# PROBLEMS TO WORK ON
1. From the passage on the Abandoned Shipwrecks Act, extract the text that begins at the words "The Abandoned Shipwrecks Act is" and stops after the words "it lies in.".
2. Answer these questions using the passage on the Abandoned Shipwrecks Act:
(a) In what year was the act passed into law?
(b) Who signed the bill into law, and on what date?
(c) What does the term "submerged lands" refer to?
3. List every jurisdiction that the passage on the Abandoned Shipwrecks Act includes in the act's definition of "state".

# PASSAGE
%%

The Abandoned Shipwrecks Act is a piece of United States legislation passed into law in 1988 meant to protect historic shipwrecks in US waters from treasure hunters and unauthorised salvagers by transferring the title to the wreck to the US state whose waters it lies in.

Background 
The Abandoned Shipwrecks Act (Pub. L. 100-298; ), also known as the Abandoned Shipwrecks Act of 1987, was passed into law due to severe damage to some 3,000 historic wrecks in the Great Lakes and off the US coasts that had been salvaged, and in some cases ruined, by treasure hunters in the 1970s. On April 29, 1988, President Ronald Reagan signed the bill (Abandoned Shipwrecks Act of 1987, Pub. L. 100-298, 102 Stat. 432) into law.

Provisions  
The law provides that any wreck that lies embedded in a state's submerged lands is property of that state and subject to that state's jurisdiction if the wreck is determined as being abandoned.  The National Park Service website states that these include:

abandoned shipwrecks embedded in a State's submerged lands; abandoned shipwrecks embedded in coralline formations protected by a State on its submerged lands; and abandoned shipwrecks located on a State's submerged lands and included in or determined eligible for inclusion in the National Register of Historic Places."  
 
In section 3, the act outlines what is meant by the use of certain words.  In the case of the term "embedded," it states that it

... means firmly affixed in the submerged lands or in coralline formations such that the use of tools of excavation is required in order to move the bottom sediments to gain access to the shipwreck, its cargo, and any part thereof.

Also, the term "submerged lands" refers to "lands beneath navigable waters", and "state" denotes "a state of the United States of America, District of Columbia, Puerto Rico, Guam, the Virgin Islands, American Samoa, and the Northern Mariana Islands."

%%

# RECORDED INFORMATION
%%

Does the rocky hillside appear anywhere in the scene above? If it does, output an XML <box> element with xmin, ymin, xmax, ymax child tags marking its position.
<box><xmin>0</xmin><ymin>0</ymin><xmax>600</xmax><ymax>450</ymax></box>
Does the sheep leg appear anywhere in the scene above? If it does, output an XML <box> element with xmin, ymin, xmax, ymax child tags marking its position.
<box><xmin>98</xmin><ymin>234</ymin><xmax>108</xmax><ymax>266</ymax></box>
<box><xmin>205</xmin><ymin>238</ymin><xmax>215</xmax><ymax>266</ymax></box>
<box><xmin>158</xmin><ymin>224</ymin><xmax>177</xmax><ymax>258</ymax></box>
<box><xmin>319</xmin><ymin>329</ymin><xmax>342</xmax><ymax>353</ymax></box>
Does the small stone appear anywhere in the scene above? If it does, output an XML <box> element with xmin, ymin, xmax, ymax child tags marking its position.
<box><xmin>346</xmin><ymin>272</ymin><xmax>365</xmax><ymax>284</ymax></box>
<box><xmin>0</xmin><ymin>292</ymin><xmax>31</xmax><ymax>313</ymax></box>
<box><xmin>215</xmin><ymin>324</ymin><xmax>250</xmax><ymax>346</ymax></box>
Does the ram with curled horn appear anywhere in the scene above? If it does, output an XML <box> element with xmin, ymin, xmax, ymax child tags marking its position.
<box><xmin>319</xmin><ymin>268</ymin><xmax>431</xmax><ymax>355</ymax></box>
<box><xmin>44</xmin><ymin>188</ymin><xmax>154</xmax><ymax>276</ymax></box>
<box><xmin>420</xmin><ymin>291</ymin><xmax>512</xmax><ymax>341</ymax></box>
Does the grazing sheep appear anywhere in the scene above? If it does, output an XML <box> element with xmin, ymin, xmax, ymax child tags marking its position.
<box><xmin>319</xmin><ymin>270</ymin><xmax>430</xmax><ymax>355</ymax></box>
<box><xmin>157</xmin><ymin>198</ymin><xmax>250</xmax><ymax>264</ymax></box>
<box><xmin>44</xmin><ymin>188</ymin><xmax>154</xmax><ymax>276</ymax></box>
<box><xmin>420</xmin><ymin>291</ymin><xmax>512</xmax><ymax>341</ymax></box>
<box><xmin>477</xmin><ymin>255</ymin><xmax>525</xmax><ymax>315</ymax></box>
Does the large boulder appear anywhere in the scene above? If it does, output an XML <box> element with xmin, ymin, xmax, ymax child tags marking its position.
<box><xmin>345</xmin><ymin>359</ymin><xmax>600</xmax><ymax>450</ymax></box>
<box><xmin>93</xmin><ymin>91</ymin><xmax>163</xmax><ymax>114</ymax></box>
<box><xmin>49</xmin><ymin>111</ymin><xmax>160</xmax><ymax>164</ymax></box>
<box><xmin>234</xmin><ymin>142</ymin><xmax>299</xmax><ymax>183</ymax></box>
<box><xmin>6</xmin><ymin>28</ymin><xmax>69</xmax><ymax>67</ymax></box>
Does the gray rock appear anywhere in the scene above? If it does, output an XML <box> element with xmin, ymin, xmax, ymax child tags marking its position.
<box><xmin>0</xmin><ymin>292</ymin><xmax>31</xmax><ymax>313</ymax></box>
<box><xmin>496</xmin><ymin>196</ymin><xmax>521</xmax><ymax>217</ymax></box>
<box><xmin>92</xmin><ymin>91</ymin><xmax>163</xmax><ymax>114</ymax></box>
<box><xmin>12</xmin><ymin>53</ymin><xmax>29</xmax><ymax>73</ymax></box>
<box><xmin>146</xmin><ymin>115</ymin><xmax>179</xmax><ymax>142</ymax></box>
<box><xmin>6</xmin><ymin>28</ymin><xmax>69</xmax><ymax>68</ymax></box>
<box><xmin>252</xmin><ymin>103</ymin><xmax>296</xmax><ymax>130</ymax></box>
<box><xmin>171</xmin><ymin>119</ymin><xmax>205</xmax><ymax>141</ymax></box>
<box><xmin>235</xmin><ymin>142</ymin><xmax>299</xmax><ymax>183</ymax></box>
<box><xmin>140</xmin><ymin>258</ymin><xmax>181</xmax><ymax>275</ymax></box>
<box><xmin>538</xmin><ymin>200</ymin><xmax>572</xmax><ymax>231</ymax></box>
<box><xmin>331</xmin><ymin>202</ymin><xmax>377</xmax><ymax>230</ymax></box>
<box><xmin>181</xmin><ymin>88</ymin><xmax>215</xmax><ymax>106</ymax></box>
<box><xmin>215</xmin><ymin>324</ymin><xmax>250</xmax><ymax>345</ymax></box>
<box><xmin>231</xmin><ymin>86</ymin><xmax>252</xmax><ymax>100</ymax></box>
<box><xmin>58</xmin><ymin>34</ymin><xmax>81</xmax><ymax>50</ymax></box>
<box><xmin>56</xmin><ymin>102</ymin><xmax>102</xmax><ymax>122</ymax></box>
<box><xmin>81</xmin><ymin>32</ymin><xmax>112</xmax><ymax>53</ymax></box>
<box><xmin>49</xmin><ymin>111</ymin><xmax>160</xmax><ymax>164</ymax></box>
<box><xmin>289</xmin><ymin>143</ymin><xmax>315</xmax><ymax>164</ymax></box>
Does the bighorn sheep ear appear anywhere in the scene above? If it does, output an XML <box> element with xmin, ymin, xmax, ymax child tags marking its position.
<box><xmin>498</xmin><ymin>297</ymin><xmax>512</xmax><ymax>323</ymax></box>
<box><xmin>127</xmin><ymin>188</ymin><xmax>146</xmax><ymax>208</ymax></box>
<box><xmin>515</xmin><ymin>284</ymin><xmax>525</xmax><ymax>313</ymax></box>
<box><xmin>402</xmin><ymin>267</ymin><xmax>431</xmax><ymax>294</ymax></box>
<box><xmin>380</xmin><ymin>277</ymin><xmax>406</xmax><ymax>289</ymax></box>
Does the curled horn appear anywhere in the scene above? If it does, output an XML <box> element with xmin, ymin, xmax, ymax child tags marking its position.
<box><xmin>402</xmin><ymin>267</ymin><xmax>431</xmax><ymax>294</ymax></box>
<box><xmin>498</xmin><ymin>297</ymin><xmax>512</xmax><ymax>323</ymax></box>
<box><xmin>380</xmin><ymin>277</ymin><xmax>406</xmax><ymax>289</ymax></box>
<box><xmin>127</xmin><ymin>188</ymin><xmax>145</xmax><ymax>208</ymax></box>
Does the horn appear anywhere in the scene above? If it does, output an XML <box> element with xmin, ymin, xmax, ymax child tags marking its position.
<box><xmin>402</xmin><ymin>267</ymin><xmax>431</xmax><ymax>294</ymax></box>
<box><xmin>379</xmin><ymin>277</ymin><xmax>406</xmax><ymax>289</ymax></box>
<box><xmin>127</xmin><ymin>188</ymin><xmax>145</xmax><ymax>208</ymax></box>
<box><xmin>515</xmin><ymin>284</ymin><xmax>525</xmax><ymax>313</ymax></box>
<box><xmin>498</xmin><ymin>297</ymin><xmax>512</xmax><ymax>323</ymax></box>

%%
%%

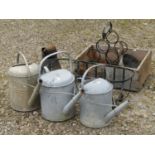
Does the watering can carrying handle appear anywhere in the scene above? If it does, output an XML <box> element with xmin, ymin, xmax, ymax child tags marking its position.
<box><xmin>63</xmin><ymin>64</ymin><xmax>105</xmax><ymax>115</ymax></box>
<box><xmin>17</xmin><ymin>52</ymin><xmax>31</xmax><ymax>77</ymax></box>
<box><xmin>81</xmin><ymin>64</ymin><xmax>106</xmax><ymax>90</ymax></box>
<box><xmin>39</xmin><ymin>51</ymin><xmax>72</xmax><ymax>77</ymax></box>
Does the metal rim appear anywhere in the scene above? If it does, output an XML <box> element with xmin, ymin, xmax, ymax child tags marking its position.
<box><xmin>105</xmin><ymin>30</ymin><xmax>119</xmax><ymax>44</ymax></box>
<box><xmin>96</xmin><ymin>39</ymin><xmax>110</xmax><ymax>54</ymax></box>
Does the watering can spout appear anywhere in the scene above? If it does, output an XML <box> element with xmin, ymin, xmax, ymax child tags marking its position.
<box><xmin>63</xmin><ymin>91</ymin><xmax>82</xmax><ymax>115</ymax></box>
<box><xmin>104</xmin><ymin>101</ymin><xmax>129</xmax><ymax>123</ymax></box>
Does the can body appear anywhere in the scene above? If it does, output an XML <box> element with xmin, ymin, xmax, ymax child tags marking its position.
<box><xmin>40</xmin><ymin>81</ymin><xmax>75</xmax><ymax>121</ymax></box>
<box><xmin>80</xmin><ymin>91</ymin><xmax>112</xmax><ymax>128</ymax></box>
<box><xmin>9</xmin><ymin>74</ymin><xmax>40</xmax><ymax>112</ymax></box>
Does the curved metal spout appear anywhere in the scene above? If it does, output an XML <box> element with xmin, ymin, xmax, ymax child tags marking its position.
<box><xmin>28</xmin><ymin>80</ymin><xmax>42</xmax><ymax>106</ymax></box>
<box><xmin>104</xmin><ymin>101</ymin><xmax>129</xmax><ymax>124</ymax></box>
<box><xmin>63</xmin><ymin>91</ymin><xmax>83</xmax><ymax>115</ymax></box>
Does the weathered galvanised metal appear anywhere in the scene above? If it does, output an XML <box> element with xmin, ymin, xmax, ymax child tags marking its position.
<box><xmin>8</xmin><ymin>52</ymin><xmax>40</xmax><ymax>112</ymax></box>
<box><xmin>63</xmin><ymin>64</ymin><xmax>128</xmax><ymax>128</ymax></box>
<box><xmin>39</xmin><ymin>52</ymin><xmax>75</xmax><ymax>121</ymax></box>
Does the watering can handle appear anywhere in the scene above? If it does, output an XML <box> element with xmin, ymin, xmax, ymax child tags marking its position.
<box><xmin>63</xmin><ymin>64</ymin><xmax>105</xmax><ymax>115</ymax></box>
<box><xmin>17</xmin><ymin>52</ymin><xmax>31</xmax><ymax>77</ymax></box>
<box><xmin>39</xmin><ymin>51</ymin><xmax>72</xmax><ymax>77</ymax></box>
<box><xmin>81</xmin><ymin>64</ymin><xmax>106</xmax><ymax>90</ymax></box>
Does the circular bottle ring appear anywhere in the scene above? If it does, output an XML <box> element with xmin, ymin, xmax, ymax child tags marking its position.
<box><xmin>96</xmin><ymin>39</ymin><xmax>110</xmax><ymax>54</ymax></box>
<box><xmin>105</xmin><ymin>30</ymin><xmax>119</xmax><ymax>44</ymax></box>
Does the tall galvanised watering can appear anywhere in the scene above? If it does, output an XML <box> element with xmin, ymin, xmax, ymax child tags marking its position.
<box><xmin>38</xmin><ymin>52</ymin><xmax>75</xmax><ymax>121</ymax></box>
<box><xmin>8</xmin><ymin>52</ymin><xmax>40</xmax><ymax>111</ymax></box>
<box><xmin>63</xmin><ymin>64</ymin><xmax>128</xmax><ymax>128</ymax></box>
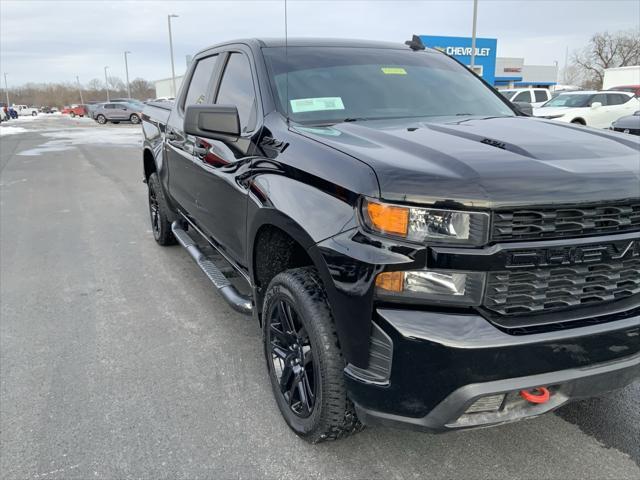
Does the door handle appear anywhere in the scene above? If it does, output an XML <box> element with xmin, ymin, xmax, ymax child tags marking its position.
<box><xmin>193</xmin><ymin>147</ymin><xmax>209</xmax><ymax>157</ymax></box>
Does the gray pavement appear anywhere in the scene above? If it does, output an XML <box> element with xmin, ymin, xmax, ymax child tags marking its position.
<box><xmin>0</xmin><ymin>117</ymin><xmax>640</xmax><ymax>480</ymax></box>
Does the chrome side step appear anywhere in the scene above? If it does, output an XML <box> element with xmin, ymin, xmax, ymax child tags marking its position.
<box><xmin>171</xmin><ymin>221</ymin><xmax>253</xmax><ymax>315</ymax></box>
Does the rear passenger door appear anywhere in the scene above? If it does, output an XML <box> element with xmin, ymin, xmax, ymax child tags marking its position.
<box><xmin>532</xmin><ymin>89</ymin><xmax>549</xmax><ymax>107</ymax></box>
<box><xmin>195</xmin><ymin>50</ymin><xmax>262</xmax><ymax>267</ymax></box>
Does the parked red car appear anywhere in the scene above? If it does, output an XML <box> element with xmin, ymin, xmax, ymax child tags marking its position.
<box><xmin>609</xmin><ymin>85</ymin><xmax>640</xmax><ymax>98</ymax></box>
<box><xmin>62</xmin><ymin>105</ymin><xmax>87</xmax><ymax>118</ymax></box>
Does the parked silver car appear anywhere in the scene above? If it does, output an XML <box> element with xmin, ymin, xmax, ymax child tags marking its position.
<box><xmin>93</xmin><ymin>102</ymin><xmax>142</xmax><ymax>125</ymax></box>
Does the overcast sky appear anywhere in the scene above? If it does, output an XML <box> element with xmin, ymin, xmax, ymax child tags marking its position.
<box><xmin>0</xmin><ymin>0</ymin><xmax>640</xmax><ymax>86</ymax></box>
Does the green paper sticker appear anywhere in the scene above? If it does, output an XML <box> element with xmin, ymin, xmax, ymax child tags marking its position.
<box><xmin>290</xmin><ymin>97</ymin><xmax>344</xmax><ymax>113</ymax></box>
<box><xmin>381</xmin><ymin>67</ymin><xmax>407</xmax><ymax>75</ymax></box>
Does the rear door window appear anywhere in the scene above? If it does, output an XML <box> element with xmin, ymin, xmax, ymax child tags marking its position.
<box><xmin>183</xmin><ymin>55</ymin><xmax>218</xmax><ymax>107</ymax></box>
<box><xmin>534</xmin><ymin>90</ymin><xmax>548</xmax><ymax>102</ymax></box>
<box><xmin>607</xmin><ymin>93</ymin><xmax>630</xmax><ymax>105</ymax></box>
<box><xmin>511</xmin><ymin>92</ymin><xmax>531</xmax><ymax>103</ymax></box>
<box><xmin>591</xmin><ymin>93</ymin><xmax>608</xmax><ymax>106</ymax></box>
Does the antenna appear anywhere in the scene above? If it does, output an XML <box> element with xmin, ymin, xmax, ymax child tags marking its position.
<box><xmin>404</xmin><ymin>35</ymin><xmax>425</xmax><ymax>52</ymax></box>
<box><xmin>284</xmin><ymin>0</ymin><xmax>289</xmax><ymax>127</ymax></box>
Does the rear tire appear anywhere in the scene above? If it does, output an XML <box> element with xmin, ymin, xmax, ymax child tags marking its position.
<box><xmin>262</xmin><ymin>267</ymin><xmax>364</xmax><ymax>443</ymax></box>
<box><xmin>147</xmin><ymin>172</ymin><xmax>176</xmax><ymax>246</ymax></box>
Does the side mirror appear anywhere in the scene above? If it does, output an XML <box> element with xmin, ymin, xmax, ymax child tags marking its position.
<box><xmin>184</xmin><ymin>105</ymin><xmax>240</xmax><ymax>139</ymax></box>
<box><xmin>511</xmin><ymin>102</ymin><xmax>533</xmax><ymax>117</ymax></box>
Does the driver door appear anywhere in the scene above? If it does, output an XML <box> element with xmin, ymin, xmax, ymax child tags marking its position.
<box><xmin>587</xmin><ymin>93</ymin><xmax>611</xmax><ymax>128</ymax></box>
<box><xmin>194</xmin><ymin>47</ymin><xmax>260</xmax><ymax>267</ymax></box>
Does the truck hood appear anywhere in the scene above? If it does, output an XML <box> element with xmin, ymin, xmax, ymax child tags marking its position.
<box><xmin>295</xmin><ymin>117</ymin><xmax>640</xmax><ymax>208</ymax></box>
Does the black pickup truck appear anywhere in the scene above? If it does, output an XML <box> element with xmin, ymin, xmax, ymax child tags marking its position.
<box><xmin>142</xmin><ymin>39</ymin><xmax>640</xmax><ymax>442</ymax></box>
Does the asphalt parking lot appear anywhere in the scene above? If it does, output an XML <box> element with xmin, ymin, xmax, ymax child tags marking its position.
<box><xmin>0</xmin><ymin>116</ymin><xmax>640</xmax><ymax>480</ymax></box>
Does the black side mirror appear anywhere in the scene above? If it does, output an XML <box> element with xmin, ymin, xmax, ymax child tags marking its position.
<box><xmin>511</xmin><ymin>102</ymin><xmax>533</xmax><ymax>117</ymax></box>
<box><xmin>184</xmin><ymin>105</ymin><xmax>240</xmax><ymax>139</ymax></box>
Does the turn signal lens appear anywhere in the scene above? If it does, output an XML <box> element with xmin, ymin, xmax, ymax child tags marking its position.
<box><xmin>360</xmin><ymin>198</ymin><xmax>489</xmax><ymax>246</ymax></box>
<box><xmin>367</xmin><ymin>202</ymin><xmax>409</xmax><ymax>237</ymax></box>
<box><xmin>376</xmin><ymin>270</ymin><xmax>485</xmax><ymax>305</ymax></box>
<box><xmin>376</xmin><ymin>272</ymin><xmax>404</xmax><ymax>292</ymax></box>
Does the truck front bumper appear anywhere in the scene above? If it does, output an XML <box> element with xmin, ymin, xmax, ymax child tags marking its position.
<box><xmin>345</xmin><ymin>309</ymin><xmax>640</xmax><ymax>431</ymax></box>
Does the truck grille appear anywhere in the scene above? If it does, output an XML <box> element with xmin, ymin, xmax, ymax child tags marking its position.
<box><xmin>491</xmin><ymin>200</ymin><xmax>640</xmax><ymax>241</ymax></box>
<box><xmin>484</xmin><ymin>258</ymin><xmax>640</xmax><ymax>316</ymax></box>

%%

# ANSWERS TO THE TASKS
1.
The Abandoned Shipwrecks Act is a piece of United States legislation passed into law in 1988 meant to protect historic shipwrecks in US waters from treasure hunters and unauthorised salvagers by transferring the title to the wreck to the US state whose waters it lies in.

2.
(a) 1988
(b) President Ronald Reagan, on April 29, 1988
(c) Lands beneath navigable waters

3.
- A state of the United States of America
- District of Columbia
- Puerto Rico
- Guam
- The Virgin Islands
- American Samoa
- The Northern Mariana Islands